• Prompt:
Reproduce the records verbatim, beginning at the line with "Scan the picture above and identify all occurrences of bus tire." and continuing through the line with "[485,357,512,377]".
╭──
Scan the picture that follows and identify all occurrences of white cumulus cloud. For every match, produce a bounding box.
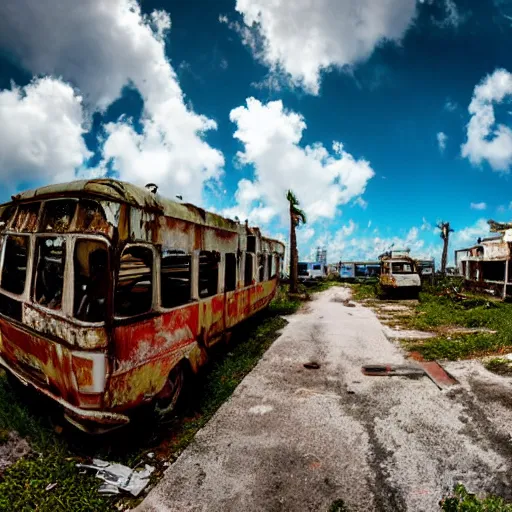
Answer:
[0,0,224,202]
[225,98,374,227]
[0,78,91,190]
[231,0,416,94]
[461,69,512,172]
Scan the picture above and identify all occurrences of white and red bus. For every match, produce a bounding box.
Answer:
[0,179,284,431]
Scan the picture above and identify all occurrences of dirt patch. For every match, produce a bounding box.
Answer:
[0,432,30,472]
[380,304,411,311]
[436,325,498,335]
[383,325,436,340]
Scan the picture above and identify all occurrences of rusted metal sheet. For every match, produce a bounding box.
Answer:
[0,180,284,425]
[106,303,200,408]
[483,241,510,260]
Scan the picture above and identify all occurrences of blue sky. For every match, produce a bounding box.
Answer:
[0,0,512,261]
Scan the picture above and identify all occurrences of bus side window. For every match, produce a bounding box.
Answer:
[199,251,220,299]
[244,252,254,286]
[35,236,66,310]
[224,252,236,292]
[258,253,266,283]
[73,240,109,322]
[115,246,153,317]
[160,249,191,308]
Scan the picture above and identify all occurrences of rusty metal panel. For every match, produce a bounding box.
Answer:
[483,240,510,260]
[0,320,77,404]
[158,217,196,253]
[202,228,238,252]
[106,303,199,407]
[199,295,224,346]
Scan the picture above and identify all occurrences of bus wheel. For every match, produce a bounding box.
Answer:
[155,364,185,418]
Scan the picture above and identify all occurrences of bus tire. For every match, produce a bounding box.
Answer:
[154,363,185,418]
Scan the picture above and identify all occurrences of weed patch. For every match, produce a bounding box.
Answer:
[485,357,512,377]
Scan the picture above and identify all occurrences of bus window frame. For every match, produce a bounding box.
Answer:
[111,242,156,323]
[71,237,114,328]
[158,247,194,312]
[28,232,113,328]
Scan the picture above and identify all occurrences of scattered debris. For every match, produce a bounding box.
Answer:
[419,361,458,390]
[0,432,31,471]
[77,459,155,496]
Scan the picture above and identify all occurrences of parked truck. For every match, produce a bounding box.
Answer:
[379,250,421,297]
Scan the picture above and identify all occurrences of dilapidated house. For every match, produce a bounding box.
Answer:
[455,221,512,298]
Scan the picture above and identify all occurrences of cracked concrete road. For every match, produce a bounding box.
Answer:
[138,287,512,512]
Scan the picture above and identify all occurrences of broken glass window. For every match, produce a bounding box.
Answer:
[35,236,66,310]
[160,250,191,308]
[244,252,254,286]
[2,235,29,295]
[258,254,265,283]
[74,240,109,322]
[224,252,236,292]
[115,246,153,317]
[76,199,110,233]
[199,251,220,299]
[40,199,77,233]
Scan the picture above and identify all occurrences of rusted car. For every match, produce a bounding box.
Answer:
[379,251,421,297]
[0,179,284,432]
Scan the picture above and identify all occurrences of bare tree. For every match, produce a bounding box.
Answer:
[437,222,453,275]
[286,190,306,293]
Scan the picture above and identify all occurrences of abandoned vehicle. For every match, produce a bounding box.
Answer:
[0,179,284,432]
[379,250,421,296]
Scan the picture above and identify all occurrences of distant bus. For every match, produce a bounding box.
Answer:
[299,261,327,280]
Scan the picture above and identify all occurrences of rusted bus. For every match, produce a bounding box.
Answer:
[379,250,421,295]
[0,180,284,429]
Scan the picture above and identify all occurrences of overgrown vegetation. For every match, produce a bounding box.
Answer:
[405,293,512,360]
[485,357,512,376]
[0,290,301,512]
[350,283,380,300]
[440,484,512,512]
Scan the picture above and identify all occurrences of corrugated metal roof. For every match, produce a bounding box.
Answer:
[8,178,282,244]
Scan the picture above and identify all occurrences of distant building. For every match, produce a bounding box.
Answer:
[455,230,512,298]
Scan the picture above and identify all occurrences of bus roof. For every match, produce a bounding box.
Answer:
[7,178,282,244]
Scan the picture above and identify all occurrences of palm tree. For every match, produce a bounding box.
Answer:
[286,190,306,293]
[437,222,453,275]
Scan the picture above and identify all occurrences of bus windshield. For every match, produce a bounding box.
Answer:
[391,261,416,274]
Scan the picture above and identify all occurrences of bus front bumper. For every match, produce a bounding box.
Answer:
╰──
• Completed exercise:
Scan the picture above and identify all occurrences of bus tire. For every match, produce a bounding box.
Answer:
[154,363,185,418]
Scan the picture above and identify all occurrences of weed patch. For every match, produce a bounding box.
Answer:
[485,357,512,377]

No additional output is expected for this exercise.